* ASSIGNMENT
The entries must be restated exactly as written.

-- Opening Marker --

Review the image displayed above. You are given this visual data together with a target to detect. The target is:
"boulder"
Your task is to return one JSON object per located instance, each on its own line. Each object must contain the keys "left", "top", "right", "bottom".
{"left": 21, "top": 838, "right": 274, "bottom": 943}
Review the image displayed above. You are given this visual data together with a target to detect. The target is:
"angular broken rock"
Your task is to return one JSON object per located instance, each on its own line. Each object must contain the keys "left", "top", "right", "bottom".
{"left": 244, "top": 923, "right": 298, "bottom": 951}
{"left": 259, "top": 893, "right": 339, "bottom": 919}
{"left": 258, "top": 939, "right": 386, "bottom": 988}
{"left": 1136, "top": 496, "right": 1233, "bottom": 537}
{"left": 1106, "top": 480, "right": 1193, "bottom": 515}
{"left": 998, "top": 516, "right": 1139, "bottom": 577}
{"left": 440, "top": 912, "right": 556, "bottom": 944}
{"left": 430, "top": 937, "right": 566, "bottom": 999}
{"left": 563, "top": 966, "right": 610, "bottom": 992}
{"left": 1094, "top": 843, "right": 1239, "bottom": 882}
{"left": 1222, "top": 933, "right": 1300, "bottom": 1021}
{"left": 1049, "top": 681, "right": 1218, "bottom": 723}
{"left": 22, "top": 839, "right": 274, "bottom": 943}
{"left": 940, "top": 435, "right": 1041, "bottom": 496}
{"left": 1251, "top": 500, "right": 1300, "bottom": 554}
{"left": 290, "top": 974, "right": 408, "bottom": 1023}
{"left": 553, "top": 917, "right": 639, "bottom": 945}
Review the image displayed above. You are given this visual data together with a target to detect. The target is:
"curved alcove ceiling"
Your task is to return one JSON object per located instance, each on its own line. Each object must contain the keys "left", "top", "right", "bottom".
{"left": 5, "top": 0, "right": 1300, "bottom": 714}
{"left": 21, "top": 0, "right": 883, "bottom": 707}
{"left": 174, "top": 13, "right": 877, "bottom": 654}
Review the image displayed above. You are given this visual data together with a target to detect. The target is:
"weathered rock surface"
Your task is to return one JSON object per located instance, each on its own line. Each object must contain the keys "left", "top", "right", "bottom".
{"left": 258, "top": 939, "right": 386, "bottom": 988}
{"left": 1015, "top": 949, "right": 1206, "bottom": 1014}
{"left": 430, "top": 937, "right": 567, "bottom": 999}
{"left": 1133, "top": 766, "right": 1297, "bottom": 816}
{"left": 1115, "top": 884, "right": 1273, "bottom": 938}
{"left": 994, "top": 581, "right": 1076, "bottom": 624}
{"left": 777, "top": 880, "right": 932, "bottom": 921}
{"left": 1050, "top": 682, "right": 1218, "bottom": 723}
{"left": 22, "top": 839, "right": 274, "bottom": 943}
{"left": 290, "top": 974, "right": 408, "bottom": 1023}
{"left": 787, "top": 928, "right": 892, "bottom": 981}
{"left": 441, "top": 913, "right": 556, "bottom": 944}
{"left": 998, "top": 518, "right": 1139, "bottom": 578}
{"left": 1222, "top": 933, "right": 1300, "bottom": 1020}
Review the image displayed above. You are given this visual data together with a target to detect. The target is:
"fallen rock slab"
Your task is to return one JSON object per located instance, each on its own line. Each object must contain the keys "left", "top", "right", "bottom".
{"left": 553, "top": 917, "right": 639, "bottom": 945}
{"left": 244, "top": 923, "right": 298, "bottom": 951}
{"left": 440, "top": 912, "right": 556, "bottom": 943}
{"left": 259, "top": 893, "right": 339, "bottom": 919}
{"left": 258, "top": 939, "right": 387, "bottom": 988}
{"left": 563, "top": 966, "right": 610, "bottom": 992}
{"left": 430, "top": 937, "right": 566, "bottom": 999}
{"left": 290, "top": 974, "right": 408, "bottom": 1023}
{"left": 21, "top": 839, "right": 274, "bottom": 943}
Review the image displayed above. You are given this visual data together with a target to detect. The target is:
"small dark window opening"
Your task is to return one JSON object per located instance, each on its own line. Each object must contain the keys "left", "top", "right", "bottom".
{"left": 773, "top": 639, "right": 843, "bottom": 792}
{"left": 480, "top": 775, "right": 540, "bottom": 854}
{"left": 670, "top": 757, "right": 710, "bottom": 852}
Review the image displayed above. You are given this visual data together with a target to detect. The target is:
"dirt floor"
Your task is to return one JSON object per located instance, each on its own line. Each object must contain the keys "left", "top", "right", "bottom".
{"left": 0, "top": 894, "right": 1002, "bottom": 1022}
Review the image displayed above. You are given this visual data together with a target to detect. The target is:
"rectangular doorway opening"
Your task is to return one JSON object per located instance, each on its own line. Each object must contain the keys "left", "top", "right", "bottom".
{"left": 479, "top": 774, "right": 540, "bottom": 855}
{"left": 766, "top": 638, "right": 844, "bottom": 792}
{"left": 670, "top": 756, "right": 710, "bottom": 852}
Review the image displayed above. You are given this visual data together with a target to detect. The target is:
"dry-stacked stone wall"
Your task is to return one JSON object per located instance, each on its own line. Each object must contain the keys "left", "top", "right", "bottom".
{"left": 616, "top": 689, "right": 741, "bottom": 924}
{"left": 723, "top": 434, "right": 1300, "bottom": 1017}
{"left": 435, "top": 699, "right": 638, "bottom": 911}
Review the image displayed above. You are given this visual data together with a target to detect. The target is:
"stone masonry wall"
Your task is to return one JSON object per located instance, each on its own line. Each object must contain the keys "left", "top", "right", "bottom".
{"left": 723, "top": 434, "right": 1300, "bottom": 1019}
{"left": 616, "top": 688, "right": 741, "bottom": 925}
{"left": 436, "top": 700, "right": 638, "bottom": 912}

-- Closing Marker --

* REPLY TO THE TASK
Review the image displayed above. You are given this visual data together with a target to detect. The target is:
"boulder"
Your task is to return one JSON object per located instance, each on its own line. Each object must contain the keys "left", "top", "right", "bottom".
{"left": 21, "top": 838, "right": 274, "bottom": 943}
Review the image displayed above. You are given this visual data together with a target to detect. The target is:
"angular broken rock"
Your task is to return one JSON object per located instance, each on its own line. Each object must contain the keys "left", "top", "right", "bottom".
{"left": 244, "top": 923, "right": 298, "bottom": 951}
{"left": 259, "top": 893, "right": 339, "bottom": 919}
{"left": 258, "top": 939, "right": 386, "bottom": 988}
{"left": 1136, "top": 496, "right": 1233, "bottom": 537}
{"left": 1106, "top": 480, "right": 1193, "bottom": 515}
{"left": 998, "top": 516, "right": 1139, "bottom": 577}
{"left": 440, "top": 912, "right": 556, "bottom": 944}
{"left": 430, "top": 937, "right": 566, "bottom": 999}
{"left": 563, "top": 966, "right": 610, "bottom": 992}
{"left": 1094, "top": 843, "right": 1239, "bottom": 882}
{"left": 1222, "top": 933, "right": 1300, "bottom": 1021}
{"left": 1049, "top": 681, "right": 1218, "bottom": 723}
{"left": 22, "top": 839, "right": 274, "bottom": 943}
{"left": 940, "top": 435, "right": 1041, "bottom": 496}
{"left": 1251, "top": 500, "right": 1300, "bottom": 554}
{"left": 290, "top": 974, "right": 408, "bottom": 1023}
{"left": 553, "top": 917, "right": 639, "bottom": 945}
Review the image displayed above. You are given this visual data together with a target to detect. The target is:
"curved alcove ceiling"
Your task is to return one JSON object per located instance, each on its own line. Each object must contain the keys "left", "top", "right", "bottom".
{"left": 5, "top": 0, "right": 1300, "bottom": 714}
{"left": 21, "top": 0, "right": 883, "bottom": 707}
{"left": 174, "top": 13, "right": 877, "bottom": 654}
Review the image displayed above. You are given this visual data together with a target to detect. The target is:
"weathered rock surface"
Your task is to return one JSON object per located instance, each on its own line. Each object must contain the keys "left", "top", "right", "bottom".
{"left": 258, "top": 939, "right": 386, "bottom": 988}
{"left": 1015, "top": 949, "right": 1206, "bottom": 1014}
{"left": 430, "top": 937, "right": 567, "bottom": 999}
{"left": 1133, "top": 766, "right": 1297, "bottom": 816}
{"left": 1115, "top": 884, "right": 1273, "bottom": 938}
{"left": 994, "top": 581, "right": 1076, "bottom": 624}
{"left": 777, "top": 880, "right": 932, "bottom": 921}
{"left": 1050, "top": 682, "right": 1218, "bottom": 723}
{"left": 22, "top": 839, "right": 274, "bottom": 943}
{"left": 290, "top": 974, "right": 408, "bottom": 1023}
{"left": 787, "top": 928, "right": 892, "bottom": 981}
{"left": 441, "top": 913, "right": 556, "bottom": 944}
{"left": 998, "top": 518, "right": 1139, "bottom": 578}
{"left": 1222, "top": 933, "right": 1300, "bottom": 1020}
Review the image displayed above. You are given this visual data together with a target to detect. The target is:
"fallen rock slab"
Your task is to return one JSON object per located instance, each on its own line. Each object must contain the keys "left", "top", "right", "bottom".
{"left": 553, "top": 917, "right": 639, "bottom": 945}
{"left": 244, "top": 923, "right": 298, "bottom": 951}
{"left": 440, "top": 912, "right": 556, "bottom": 943}
{"left": 259, "top": 893, "right": 339, "bottom": 919}
{"left": 258, "top": 939, "right": 387, "bottom": 988}
{"left": 563, "top": 966, "right": 610, "bottom": 992}
{"left": 430, "top": 937, "right": 566, "bottom": 999}
{"left": 290, "top": 974, "right": 408, "bottom": 1023}
{"left": 21, "top": 839, "right": 274, "bottom": 943}
Review the image displayed above. You are given this visual data together with a target to detect. The target is:
"small dark window opening"
Your task is to return one JSON object per located instance, each on its own line. Each object must contain the keys "left", "top", "right", "bottom".
{"left": 773, "top": 639, "right": 843, "bottom": 792}
{"left": 480, "top": 775, "right": 540, "bottom": 854}
{"left": 670, "top": 757, "right": 710, "bottom": 852}
Review the image displayed above. You are given this visual data together with a target to detect. The target is:
"dirt floor"
Your task is to return one JSON object per located instance, each on its own line. Each object must contain the keys "left", "top", "right", "bottom".
{"left": 0, "top": 894, "right": 1002, "bottom": 1022}
Review the image displayed above. You are given this visual data together with a target to detect. The target is:
"rectangular doorway opening"
Your task is to return one JSON object per located instance, each on its own line. Each object must contain the keys "left", "top", "right", "bottom".
{"left": 479, "top": 774, "right": 540, "bottom": 855}
{"left": 766, "top": 638, "right": 844, "bottom": 792}
{"left": 670, "top": 756, "right": 710, "bottom": 852}
Review the image displayed above. You are given this visual data together with a target to detect. The target is:
"dry-stacked stone wall"
Your task is to return one JSON object per located instance, each on its own line. Each object must contain the keys "left", "top", "right", "bottom".
{"left": 616, "top": 689, "right": 741, "bottom": 924}
{"left": 723, "top": 434, "right": 1300, "bottom": 1017}
{"left": 435, "top": 699, "right": 638, "bottom": 911}
Review the image displayed above. You are given this visual data together with a target to detect. The target is:
"stone masonry wall"
Your task is to return one JSON object per located instance, each on its own line. Each object must contain the keys "left", "top", "right", "bottom".
{"left": 723, "top": 434, "right": 1300, "bottom": 1019}
{"left": 616, "top": 688, "right": 741, "bottom": 925}
{"left": 436, "top": 700, "right": 638, "bottom": 912}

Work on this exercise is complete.